## START

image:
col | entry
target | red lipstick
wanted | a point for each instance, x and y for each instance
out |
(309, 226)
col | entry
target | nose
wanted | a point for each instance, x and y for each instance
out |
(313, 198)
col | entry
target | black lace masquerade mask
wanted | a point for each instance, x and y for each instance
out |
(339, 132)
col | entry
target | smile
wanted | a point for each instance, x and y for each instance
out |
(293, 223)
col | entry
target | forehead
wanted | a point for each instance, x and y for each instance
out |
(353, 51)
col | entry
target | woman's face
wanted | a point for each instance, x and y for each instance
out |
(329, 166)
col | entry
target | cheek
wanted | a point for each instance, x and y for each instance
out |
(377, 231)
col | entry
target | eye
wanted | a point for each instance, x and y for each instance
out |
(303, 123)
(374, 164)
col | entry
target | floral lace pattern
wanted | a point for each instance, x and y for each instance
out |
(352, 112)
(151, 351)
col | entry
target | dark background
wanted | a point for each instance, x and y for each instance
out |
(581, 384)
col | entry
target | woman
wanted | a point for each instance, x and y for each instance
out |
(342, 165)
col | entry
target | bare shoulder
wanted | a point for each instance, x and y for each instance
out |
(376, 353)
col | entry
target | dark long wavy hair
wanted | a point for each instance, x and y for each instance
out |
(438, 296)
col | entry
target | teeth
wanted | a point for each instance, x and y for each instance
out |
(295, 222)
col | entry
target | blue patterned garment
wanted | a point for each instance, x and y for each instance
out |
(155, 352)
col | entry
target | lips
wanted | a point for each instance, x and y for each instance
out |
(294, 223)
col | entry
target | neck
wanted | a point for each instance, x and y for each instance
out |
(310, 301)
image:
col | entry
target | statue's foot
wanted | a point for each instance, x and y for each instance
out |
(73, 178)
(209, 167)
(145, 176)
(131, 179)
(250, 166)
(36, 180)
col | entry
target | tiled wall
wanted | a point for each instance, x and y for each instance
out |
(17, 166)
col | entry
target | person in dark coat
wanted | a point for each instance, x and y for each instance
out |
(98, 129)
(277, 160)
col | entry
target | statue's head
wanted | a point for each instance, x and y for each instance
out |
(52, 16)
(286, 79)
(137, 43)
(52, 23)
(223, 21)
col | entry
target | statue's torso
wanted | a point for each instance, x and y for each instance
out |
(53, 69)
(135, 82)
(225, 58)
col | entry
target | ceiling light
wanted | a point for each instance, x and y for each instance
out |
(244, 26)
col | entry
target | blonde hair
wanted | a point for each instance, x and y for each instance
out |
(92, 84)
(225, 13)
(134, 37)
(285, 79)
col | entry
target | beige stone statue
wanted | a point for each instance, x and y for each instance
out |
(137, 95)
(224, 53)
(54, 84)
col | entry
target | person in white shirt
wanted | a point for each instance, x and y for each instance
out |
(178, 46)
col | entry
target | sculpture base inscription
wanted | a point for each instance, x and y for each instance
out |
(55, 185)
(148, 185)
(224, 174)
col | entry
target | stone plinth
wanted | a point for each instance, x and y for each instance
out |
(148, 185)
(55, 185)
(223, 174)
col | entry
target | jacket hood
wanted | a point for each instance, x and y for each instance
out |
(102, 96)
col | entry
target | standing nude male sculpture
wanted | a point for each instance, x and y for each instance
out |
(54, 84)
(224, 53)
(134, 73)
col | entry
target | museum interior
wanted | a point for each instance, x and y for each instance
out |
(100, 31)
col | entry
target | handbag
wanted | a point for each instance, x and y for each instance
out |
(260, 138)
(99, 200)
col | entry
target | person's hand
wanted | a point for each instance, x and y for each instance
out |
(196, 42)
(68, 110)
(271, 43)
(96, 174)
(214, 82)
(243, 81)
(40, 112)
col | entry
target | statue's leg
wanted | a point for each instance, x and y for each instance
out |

## END

== Problem to solve ==
Show every line of the data above that contains the word "hair". Case counts.

== Exercise result ==
target | dark long wavy hair
target | blonde hair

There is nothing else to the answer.